* WORK INSTRUCTIONS *
• A. In the passage on wave classification, what name is given to the formula v = f × λ?
• B. Extend the passage on wave classification, picking up after its final sentence.

In other words velocity of a wave = frequency × wavelength
Thus, the velocity (or speed) of a wave in a medium is equal to the product of its frequency and wavelength.
The formula v = f × $\lambda$ is called wave equation.

5.5. CLASSIFICATION OF WAVES
Classification-1
Depending upon the requirement of medium for the propagation of wave, the waves are classified in the following two groups.
(i) Mechanical waves (or elastic waves]
(ii) Electromagnetic waves.
Mechanical waves
The waves which need a material medium for their propagation are called mechanical waves. The medium may be a solid, a liquid or a gas. (OR)
The wave which required material media for their transmission is called mechanical wave.
Note: Mechanical waves cannot travel through vacuum.
Example: Vibrations in a rope, vibrations in a stretched string, vibrations on the surface of water, sound waves in air etc., are the mechanical waves.

Electromagnetic waves (non-mechanical waves):
The waves which don’t need a material medium for their propagation are called electromagnetic waves.
(OR)
The waves which do not required material media for their transmission is called electromagnetic waves.
Note:
(i) electromagnetic waves can travel through vacuum.
(ii) electromagnetic waves travel in vacuum with the speed of light i.e $3×{10}^{8}$m/s
Example
Light waves, X-rays, Gamma rays, Radio waves, Microwaves etc., are the examples of electromagnetic waves.
Classification -2
On the basis of the relative directions of the propagation of the wave with respect to direction of the periodic changes in the medium (such as displacement, pressure etc.) the waves are classified into the following two groups.

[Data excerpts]

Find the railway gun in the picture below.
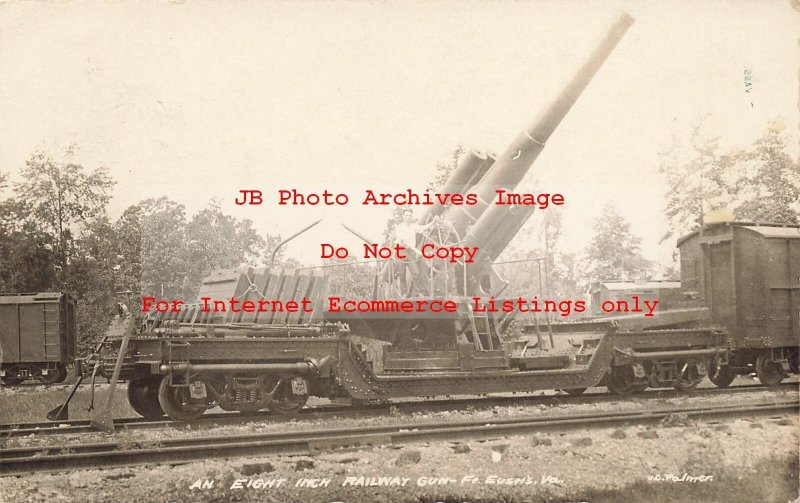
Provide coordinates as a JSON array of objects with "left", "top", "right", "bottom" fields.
[{"left": 50, "top": 11, "right": 798, "bottom": 430}]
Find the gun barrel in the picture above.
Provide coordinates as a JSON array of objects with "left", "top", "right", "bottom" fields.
[
  {"left": 443, "top": 14, "right": 633, "bottom": 238},
  {"left": 419, "top": 150, "right": 495, "bottom": 224}
]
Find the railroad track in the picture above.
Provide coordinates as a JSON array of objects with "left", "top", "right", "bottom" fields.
[
  {"left": 0, "top": 383, "right": 798, "bottom": 438},
  {"left": 0, "top": 399, "right": 800, "bottom": 476}
]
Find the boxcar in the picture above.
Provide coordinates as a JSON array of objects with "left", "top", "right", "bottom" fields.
[
  {"left": 0, "top": 293, "right": 77, "bottom": 385},
  {"left": 678, "top": 222, "right": 800, "bottom": 386}
]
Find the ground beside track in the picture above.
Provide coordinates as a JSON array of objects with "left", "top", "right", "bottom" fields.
[
  {"left": 0, "top": 387, "right": 798, "bottom": 448},
  {"left": 0, "top": 384, "right": 800, "bottom": 503},
  {"left": 0, "top": 406, "right": 800, "bottom": 503}
]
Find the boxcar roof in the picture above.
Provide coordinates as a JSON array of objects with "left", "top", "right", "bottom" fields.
[
  {"left": 597, "top": 281, "right": 681, "bottom": 290},
  {"left": 743, "top": 225, "right": 800, "bottom": 239},
  {"left": 0, "top": 292, "right": 64, "bottom": 304},
  {"left": 677, "top": 222, "right": 800, "bottom": 247}
]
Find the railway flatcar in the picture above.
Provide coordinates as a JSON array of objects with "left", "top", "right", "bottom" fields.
[{"left": 0, "top": 293, "right": 77, "bottom": 386}]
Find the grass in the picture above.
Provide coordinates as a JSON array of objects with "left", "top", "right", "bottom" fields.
[{"left": 0, "top": 384, "right": 138, "bottom": 424}]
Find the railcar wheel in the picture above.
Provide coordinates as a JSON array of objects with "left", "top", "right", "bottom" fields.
[
  {"left": 266, "top": 378, "right": 308, "bottom": 415},
  {"left": 128, "top": 377, "right": 164, "bottom": 421},
  {"left": 756, "top": 350, "right": 786, "bottom": 386},
  {"left": 708, "top": 363, "right": 736, "bottom": 388},
  {"left": 158, "top": 376, "right": 206, "bottom": 421}
]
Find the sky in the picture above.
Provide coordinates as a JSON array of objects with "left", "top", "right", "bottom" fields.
[{"left": 0, "top": 0, "right": 800, "bottom": 272}]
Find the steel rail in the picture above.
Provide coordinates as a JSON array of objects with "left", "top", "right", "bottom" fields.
[
  {"left": 0, "top": 400, "right": 800, "bottom": 476},
  {"left": 0, "top": 382, "right": 798, "bottom": 439}
]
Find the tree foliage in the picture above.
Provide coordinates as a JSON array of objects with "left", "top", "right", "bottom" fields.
[
  {"left": 585, "top": 205, "right": 653, "bottom": 287},
  {"left": 14, "top": 147, "right": 114, "bottom": 285},
  {"left": 659, "top": 121, "right": 800, "bottom": 239}
]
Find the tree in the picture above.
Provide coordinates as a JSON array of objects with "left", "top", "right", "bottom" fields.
[
  {"left": 585, "top": 205, "right": 652, "bottom": 286},
  {"left": 15, "top": 147, "right": 114, "bottom": 289},
  {"left": 659, "top": 120, "right": 800, "bottom": 240},
  {"left": 138, "top": 197, "right": 189, "bottom": 299},
  {"left": 733, "top": 121, "right": 800, "bottom": 224},
  {"left": 659, "top": 121, "right": 732, "bottom": 241},
  {"left": 497, "top": 208, "right": 582, "bottom": 299},
  {"left": 383, "top": 145, "right": 466, "bottom": 246},
  {"left": 184, "top": 200, "right": 268, "bottom": 298}
]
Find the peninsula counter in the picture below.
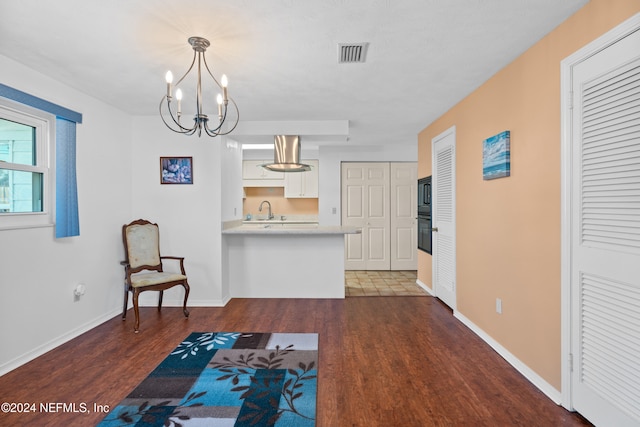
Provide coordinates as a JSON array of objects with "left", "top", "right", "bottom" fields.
[{"left": 222, "top": 223, "right": 360, "bottom": 298}]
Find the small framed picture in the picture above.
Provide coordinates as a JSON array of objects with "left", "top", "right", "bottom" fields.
[
  {"left": 160, "top": 157, "right": 193, "bottom": 184},
  {"left": 482, "top": 130, "right": 511, "bottom": 181}
]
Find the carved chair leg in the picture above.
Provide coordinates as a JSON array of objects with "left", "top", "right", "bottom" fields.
[
  {"left": 182, "top": 283, "right": 189, "bottom": 317},
  {"left": 133, "top": 288, "right": 140, "bottom": 334},
  {"left": 122, "top": 284, "right": 129, "bottom": 320}
]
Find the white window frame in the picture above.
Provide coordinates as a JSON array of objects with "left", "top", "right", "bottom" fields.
[{"left": 0, "top": 98, "right": 56, "bottom": 230}]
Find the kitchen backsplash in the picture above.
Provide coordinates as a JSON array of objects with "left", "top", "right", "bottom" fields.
[{"left": 242, "top": 187, "right": 318, "bottom": 217}]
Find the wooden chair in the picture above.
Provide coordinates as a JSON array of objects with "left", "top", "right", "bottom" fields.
[{"left": 121, "top": 219, "right": 189, "bottom": 333}]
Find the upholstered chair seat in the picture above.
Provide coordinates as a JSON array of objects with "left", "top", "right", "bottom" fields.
[{"left": 121, "top": 219, "right": 189, "bottom": 333}]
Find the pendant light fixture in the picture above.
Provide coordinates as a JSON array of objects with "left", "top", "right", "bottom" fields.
[{"left": 159, "top": 37, "right": 240, "bottom": 137}]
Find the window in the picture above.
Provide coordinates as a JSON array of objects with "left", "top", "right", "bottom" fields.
[{"left": 0, "top": 99, "right": 55, "bottom": 228}]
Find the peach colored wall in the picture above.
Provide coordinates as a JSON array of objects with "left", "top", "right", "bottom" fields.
[
  {"left": 242, "top": 187, "right": 318, "bottom": 216},
  {"left": 418, "top": 0, "right": 640, "bottom": 390}
]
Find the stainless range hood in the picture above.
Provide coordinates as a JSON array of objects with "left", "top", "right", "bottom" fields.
[{"left": 262, "top": 135, "right": 311, "bottom": 172}]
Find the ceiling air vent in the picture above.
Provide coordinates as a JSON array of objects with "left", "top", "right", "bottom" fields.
[{"left": 338, "top": 43, "right": 369, "bottom": 64}]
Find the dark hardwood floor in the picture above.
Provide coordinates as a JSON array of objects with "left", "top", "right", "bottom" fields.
[{"left": 0, "top": 297, "right": 590, "bottom": 427}]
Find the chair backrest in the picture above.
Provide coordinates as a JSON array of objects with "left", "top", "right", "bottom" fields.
[{"left": 122, "top": 219, "right": 162, "bottom": 272}]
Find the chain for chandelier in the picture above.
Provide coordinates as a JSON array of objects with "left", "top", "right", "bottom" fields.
[{"left": 159, "top": 37, "right": 240, "bottom": 137}]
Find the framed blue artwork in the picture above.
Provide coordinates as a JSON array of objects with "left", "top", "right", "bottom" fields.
[
  {"left": 482, "top": 130, "right": 511, "bottom": 181},
  {"left": 160, "top": 157, "right": 193, "bottom": 184}
]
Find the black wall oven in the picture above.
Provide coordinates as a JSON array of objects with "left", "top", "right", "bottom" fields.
[{"left": 417, "top": 176, "right": 431, "bottom": 254}]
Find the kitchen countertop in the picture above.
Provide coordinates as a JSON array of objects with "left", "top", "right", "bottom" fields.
[{"left": 222, "top": 220, "right": 361, "bottom": 235}]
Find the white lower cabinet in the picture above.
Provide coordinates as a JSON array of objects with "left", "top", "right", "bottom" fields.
[{"left": 284, "top": 160, "right": 319, "bottom": 199}]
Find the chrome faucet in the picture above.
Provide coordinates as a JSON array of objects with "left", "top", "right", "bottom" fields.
[{"left": 258, "top": 200, "right": 273, "bottom": 219}]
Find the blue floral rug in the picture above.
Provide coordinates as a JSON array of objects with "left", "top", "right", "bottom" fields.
[{"left": 99, "top": 332, "right": 318, "bottom": 427}]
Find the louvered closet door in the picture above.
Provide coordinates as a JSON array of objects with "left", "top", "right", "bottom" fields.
[
  {"left": 571, "top": 31, "right": 640, "bottom": 426},
  {"left": 431, "top": 128, "right": 456, "bottom": 310}
]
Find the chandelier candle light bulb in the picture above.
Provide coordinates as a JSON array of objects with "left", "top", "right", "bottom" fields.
[
  {"left": 159, "top": 37, "right": 240, "bottom": 137},
  {"left": 164, "top": 71, "right": 173, "bottom": 99},
  {"left": 176, "top": 89, "right": 182, "bottom": 121},
  {"left": 220, "top": 74, "right": 229, "bottom": 105}
]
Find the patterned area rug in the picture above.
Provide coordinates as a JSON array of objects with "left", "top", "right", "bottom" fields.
[{"left": 99, "top": 332, "right": 318, "bottom": 427}]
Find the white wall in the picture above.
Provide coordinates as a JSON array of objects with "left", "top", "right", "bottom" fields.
[
  {"left": 131, "top": 116, "right": 242, "bottom": 306},
  {"left": 0, "top": 56, "right": 417, "bottom": 375},
  {"left": 0, "top": 56, "right": 132, "bottom": 375}
]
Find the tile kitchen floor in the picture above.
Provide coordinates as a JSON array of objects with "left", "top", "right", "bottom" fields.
[{"left": 344, "top": 270, "right": 429, "bottom": 297}]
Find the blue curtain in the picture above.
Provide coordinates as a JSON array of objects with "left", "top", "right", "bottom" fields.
[
  {"left": 56, "top": 117, "right": 80, "bottom": 238},
  {"left": 0, "top": 83, "right": 82, "bottom": 238}
]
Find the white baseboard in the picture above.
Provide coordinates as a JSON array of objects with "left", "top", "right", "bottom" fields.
[
  {"left": 453, "top": 311, "right": 562, "bottom": 405},
  {"left": 0, "top": 306, "right": 122, "bottom": 376},
  {"left": 135, "top": 297, "right": 231, "bottom": 308},
  {"left": 416, "top": 280, "right": 435, "bottom": 297},
  {"left": 0, "top": 296, "right": 231, "bottom": 376}
]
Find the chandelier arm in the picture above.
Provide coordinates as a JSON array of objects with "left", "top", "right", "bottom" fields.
[
  {"left": 174, "top": 51, "right": 198, "bottom": 87},
  {"left": 206, "top": 98, "right": 240, "bottom": 136},
  {"left": 158, "top": 95, "right": 195, "bottom": 135},
  {"left": 158, "top": 37, "right": 240, "bottom": 137}
]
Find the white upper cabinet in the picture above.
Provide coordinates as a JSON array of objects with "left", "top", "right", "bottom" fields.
[{"left": 284, "top": 160, "right": 319, "bottom": 199}]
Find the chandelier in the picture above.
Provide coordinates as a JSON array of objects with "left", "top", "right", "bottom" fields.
[{"left": 159, "top": 37, "right": 240, "bottom": 137}]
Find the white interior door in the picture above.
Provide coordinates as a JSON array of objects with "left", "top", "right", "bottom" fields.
[
  {"left": 569, "top": 19, "right": 640, "bottom": 426},
  {"left": 431, "top": 127, "right": 456, "bottom": 310},
  {"left": 342, "top": 163, "right": 391, "bottom": 270},
  {"left": 390, "top": 162, "right": 418, "bottom": 270}
]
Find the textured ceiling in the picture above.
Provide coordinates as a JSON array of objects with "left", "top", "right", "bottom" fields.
[{"left": 0, "top": 0, "right": 587, "bottom": 145}]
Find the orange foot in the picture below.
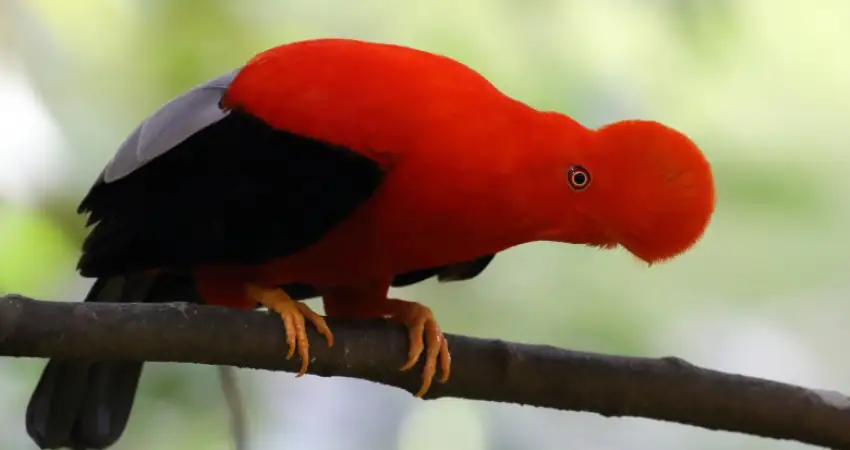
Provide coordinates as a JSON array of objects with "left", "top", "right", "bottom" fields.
[
  {"left": 246, "top": 284, "right": 334, "bottom": 377},
  {"left": 388, "top": 299, "right": 452, "bottom": 397}
]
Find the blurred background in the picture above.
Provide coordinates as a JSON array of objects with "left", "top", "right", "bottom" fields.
[{"left": 0, "top": 0, "right": 850, "bottom": 450}]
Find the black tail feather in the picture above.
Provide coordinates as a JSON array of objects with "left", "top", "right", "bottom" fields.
[{"left": 26, "top": 274, "right": 199, "bottom": 450}]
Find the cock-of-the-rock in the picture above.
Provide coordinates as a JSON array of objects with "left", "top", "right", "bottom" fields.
[{"left": 26, "top": 39, "right": 715, "bottom": 449}]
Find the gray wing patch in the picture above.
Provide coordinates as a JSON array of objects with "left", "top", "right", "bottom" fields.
[{"left": 102, "top": 68, "right": 241, "bottom": 183}]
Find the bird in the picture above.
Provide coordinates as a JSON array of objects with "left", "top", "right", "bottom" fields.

* RESPONSES BY TASK *
• A. It is called the wave equation.

• B.
(i) Longitudinal waves (L.W)
(ii) Transverse waves (T.W)
Longitudinal wave
A wave in which the particles of the medium oscillate (vibrate) to-and-fro (back and forth) in the same direction in which the wave is moving, is called a longitudinal wave.
(OR)
A wave in which the particle of the medium vibrate up and parallel to the direction of wave is longitudinal wave.
Example:
1. Sound waves in air
2. Waves in spiral spring
3. The waves produced in air when a sitar wire is plucked.
Representation of a longitudinal wave
In this figure, the direction of wave has been shown from P to Q, in the horizontal plane. The direction of vibrations of the particles is also along PQ, parallel to the direction of wave. That is, the particle of the medium vibrates back and forth in the horizontal direction.

Compression: The part of a longitudinal wave in which the density of the particles of the medium is higher than the normal density is called a compression.

Rarefaction: The part of a longitudinal wave in which the density of the particles of the medium is lesser than the normal density is called a rarefaction.

Note:
1. Compression and rarefaction are formed alternately in longitudinal wave.
2. The distance between the two successive compressions or between the two successive rarefactions is equal to one wavelength ($\lambda$).
3. Longitudinal waves can travel through all media i.e. solids, liquids and gases.
4. The phase difference between two successive compressions or rarefactions is equal to $2\mathrm{\pi }$ radians.
Graphical representation of longitudinal waves
Longitudinal waves in air represented graphically by plotting the density of air against distance from the source.
In other words, a longitudinal wave is represented by a density – distance graph.
In figure the horizontal line OX represents the normal density of air. All the points above this line represent greater density. In a compression of a longitudinal wave, the density of the particles is high. Here, A and C represent compressions. All the points below the line OX represent less density (than normal). In a rarefaction, the density of the particles is less than that in the normal. So here B and D represent rarefactions.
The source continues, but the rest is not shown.